Retype the records below exactly as they appear, but leave out any pictures.

====

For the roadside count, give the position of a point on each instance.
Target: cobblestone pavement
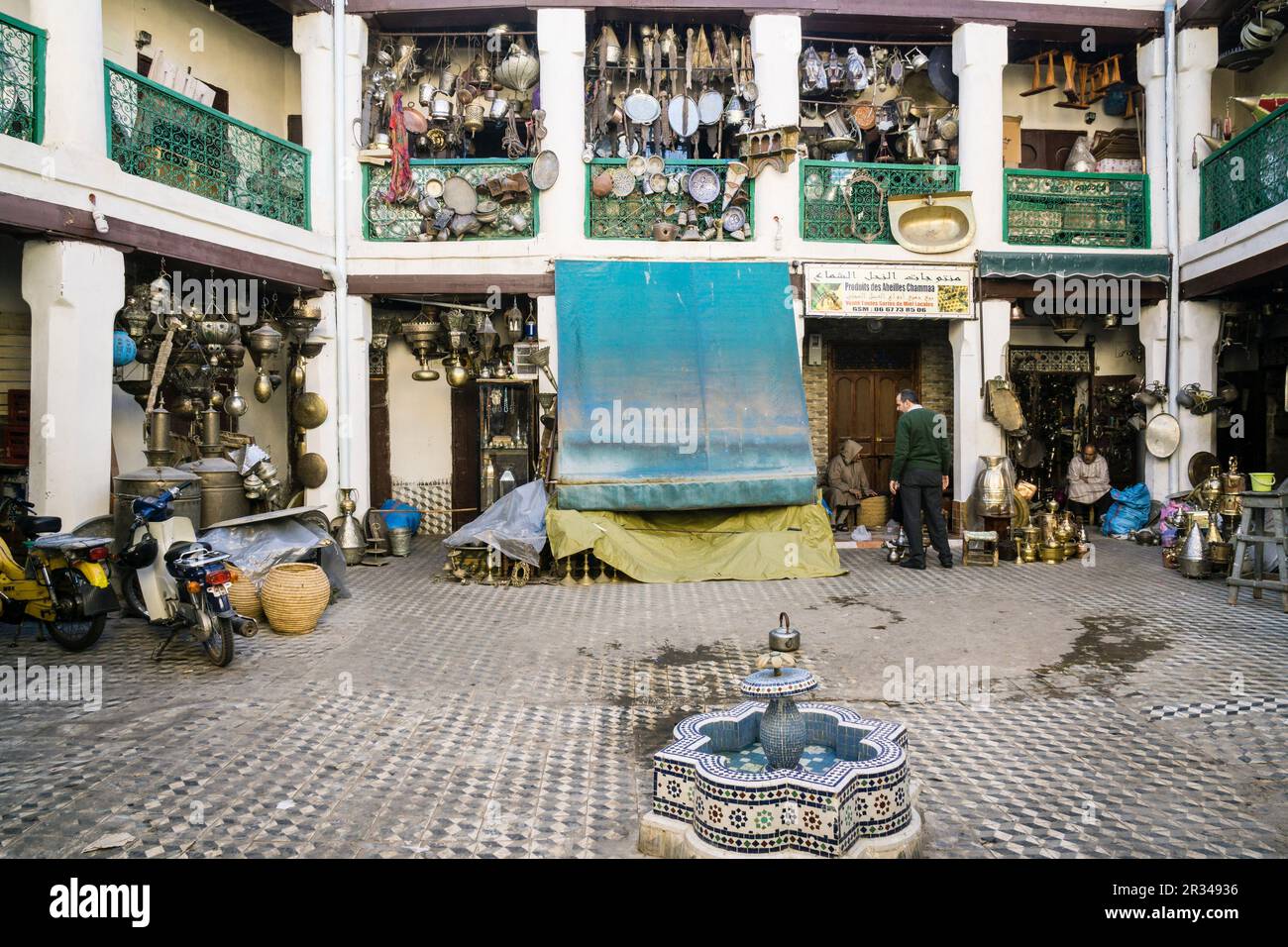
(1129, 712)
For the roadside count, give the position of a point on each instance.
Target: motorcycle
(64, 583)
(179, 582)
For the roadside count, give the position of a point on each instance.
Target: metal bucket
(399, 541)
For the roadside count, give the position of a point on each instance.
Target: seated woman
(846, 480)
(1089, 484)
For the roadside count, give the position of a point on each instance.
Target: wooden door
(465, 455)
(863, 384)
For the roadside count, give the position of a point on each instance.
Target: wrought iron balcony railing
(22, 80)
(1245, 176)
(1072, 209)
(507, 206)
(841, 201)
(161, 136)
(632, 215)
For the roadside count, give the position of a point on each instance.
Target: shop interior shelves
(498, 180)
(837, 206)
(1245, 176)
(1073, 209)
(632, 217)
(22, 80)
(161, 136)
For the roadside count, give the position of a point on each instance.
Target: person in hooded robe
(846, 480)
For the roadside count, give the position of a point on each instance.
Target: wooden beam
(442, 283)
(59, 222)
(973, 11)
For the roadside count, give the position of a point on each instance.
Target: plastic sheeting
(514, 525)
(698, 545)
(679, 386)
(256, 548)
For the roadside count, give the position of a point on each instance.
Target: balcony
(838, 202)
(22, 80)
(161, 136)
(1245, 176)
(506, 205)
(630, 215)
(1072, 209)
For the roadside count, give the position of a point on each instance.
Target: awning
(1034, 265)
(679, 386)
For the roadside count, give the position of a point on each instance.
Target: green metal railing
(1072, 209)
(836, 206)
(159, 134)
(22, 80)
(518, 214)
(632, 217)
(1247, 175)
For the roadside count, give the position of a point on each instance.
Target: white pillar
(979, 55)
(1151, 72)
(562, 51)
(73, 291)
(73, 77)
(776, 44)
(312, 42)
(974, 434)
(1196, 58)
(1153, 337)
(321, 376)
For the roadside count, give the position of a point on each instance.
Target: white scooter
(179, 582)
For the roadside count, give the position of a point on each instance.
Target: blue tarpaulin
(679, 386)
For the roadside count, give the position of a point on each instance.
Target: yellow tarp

====

:: Solution for this task ::
For the roadside count, give the position of a point on each instance.
Target: cobblestone pavement
(1129, 712)
For the roadside count, give the position of a point on each instance.
Target: motorcycle
(64, 583)
(179, 582)
For the roadside count, give the position of a point on each instance.
Target: metal bucket
(399, 541)
For the roadside count, give the position of a point on each instance.
Target: seated woman
(846, 480)
(1089, 484)
For the roadside count, give the position of a point on each instance.
Target: wooden door
(465, 455)
(863, 384)
For the roadside count, give the position of a point on each instance.
Target: wrought iron balcony railing
(22, 80)
(1245, 176)
(1072, 209)
(507, 206)
(841, 201)
(161, 136)
(632, 215)
For the roadside count, give the position of a point on each instance.
Target: shop interior shelves
(498, 180)
(837, 206)
(1245, 176)
(1073, 209)
(632, 217)
(22, 80)
(161, 136)
For the roadside count, give the position of a point on each instance.
Target: person in hooded robe
(846, 480)
For the roadside count, give the position of a point on each instance.
Target: wooden beam
(442, 283)
(59, 222)
(973, 11)
For the roadside count, give the position of a point on each instance.
Target: plastic sheeting
(514, 525)
(698, 545)
(679, 386)
(256, 548)
For the roadside count, give the position of a point on each instance.
Target: balcony
(838, 202)
(22, 80)
(161, 136)
(1245, 176)
(506, 205)
(630, 215)
(1072, 209)
For the roadside count, give the position of a point on each instance.
Target: awning
(1034, 265)
(679, 386)
For the roadside count, give the position of a point on each instance.
Target: green metal railing
(1072, 209)
(836, 206)
(159, 134)
(22, 80)
(518, 214)
(632, 217)
(1247, 175)
For the roadside count, give the position of a point on each instance.
Target: white pillar
(979, 55)
(1151, 72)
(562, 51)
(73, 291)
(73, 77)
(776, 44)
(312, 42)
(974, 434)
(1196, 58)
(1153, 337)
(321, 376)
For the roadside count, give the position of a point on each instance.
Target: white scooter
(179, 582)
For the roadside count, give the position of a point on each instance.
Target: blue tarpaulin
(679, 386)
For the roadside count, give the position of a point on each instance.
Target: yellow tarp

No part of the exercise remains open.